### Exercise instructions
What is needed is a verbatim copy of all the records.

Source records
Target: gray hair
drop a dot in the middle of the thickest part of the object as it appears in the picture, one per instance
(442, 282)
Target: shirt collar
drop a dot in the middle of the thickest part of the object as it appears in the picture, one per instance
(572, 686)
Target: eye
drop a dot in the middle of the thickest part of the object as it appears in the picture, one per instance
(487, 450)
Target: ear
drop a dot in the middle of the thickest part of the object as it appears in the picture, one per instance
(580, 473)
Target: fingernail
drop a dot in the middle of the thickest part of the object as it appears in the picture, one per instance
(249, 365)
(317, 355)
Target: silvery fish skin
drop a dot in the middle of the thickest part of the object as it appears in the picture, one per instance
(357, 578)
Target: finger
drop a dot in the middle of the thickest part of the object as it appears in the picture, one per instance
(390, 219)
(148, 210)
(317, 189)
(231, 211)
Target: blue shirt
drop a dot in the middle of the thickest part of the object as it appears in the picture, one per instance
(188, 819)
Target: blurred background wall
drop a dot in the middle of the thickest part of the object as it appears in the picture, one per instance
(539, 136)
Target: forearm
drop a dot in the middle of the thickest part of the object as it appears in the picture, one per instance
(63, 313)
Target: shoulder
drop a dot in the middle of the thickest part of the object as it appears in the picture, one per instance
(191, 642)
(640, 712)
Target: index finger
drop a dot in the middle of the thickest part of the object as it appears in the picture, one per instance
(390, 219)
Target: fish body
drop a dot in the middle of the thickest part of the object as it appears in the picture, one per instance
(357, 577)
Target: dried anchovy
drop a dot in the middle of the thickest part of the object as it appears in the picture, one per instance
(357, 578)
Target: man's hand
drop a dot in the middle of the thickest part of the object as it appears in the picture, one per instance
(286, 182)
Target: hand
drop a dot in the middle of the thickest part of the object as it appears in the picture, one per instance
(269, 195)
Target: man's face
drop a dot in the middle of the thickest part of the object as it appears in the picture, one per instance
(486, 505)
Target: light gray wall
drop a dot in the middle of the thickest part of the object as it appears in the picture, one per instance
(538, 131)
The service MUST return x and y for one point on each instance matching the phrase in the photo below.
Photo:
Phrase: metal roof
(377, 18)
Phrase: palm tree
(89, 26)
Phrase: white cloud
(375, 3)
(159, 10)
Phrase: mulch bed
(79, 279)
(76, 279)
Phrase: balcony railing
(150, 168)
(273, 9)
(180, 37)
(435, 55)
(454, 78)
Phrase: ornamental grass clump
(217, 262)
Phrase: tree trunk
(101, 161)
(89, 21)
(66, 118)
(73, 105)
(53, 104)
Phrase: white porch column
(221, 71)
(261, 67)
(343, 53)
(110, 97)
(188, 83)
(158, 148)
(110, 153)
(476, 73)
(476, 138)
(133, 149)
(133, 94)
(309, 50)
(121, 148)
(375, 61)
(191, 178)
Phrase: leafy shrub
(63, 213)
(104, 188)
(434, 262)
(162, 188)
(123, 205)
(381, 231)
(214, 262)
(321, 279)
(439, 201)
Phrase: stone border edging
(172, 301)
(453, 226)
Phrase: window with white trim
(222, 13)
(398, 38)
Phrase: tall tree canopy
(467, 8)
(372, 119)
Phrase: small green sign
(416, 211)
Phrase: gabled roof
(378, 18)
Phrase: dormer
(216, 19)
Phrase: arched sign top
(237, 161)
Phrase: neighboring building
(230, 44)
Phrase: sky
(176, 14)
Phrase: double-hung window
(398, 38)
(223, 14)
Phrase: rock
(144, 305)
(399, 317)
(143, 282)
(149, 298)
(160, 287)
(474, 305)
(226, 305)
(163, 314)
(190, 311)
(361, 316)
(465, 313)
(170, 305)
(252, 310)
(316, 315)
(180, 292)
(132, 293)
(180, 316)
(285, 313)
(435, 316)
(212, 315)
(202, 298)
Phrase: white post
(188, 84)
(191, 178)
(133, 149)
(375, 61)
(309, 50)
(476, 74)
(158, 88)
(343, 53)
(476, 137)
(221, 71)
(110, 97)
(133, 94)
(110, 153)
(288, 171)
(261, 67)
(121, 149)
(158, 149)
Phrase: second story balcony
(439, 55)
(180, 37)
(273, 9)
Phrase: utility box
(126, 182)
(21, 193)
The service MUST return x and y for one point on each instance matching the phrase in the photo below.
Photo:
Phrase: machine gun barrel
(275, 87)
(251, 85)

### Output for this task
Target: gray hair
drop a dot in the middle of the thickest part of the object as it appears in the picture, one per instance
(442, 282)
Target: shirt collar
drop a dot in the middle of the thickest part of the object as it appears in the picture, one per instance
(572, 686)
Target: eye
drop a dot in the middle of the thickest part of the object as it appears in the picture, one per instance
(487, 450)
Target: ear
drop a dot in the middle of the thickest part of the object as it appears in the picture, one per instance
(580, 473)
Target: fingernail
drop a dot in the middle of the thickest part of the object as it appears in the picture, one per instance
(249, 365)
(317, 355)
Target: silvery fish skin
drop a dot in the middle of the thickest part of the object as it appears in the picture, one per instance
(357, 578)
Target: finger
drop a dot in the middle of the thickest part of the object as it appears in the picture, one per instance
(390, 219)
(148, 210)
(317, 189)
(231, 211)
Target: blue shirt
drop a dot in the middle of the thickest part of the object as it appears in the picture, one per instance
(188, 819)
Target: blurred background wall
drop a dot in the middle of the thickest part of the object as it appears in the picture, one per instance
(539, 136)
Target: forearm
drop a dot in the middle of the thickest part of the object as it appears in the picture, one per instance
(63, 313)
Target: shoulder
drop a dot in the middle of the thickest part of the object as it appears in the picture, one per instance
(191, 642)
(640, 712)
Target: index finger
drop a dot in the middle of the thickest part of the object as it appears in the picture, one per instance
(390, 219)
Target: fish body
drop a dot in the middle of the thickest part of the object as it appears in the picture, one per instance
(357, 577)
Target: dried anchovy
drop a dot in the middle of the thickest part of the object as it appears in the picture, one per instance
(357, 578)
Target: man's hand
drop a dot in the middle of the thickest part of the object as it appears in the picture, one per instance
(286, 182)
Target: hand
drop a dot in the middle of the thickest part of the object as it appears in the picture, one per instance
(269, 195)
Target: man's face
drop a dot in the middle of the thickest part of the object as it appears in the picture, one per instance
(486, 505)
Target: light gray wall
drop a dot in the middle of the thickest part of the object as it appears in the picture, one per instance
(538, 131)
The service MUST return x and y for one point on each instance matching the phrase in the photo below.
Photo:
Phrase: metal roof
(377, 18)
Phrase: palm tree
(89, 26)
Phrase: white cloud
(375, 3)
(159, 10)
Phrase: mulch bed
(79, 279)
(76, 279)
Phrase: balcony railing
(150, 168)
(273, 9)
(180, 37)
(435, 55)
(454, 78)
Phrase: ornamental grass clump
(217, 262)
Phrase: tree trunk
(101, 161)
(89, 21)
(66, 118)
(73, 105)
(53, 104)
Phrase: white porch column
(221, 71)
(261, 67)
(343, 53)
(110, 97)
(188, 83)
(158, 148)
(110, 153)
(476, 73)
(476, 138)
(133, 149)
(133, 94)
(309, 50)
(121, 148)
(375, 61)
(191, 178)
Phrase: leafy shrub
(63, 213)
(104, 188)
(434, 262)
(162, 188)
(123, 205)
(381, 231)
(214, 262)
(321, 279)
(439, 201)
Phrase: stone border edging
(172, 301)
(453, 226)
Phrase: window with white trim
(222, 13)
(398, 38)
Phrase: tall tree canopy
(467, 8)
(372, 119)
Phrase: small green sign
(416, 211)
Phrase: gabled roof
(378, 18)
Phrase: dormer
(216, 19)
Phrase: arched sign top
(237, 161)
Phrase: neighboring building
(230, 44)
Phrase: sky
(176, 14)
Phrase: double-hung window
(398, 38)
(223, 14)
Phrase: rock
(144, 305)
(399, 317)
(143, 282)
(149, 298)
(160, 287)
(474, 305)
(226, 305)
(163, 314)
(190, 311)
(361, 316)
(465, 313)
(170, 305)
(252, 310)
(316, 315)
(180, 292)
(132, 293)
(180, 316)
(285, 313)
(435, 316)
(212, 315)
(202, 298)
Phrase: white post
(188, 84)
(191, 178)
(133, 149)
(375, 61)
(309, 50)
(476, 74)
(158, 88)
(343, 53)
(476, 137)
(221, 71)
(110, 97)
(133, 94)
(110, 153)
(288, 171)
(261, 67)
(121, 149)
(158, 149)
Phrase: second story balcony
(439, 55)
(180, 37)
(273, 9)
Phrase: utility box
(126, 182)
(21, 193)
The service MUST return x and y for one point on each instance matching the phrase in the photo below.
Photo:
Phrase: machine gun barrel
(275, 87)
(251, 85)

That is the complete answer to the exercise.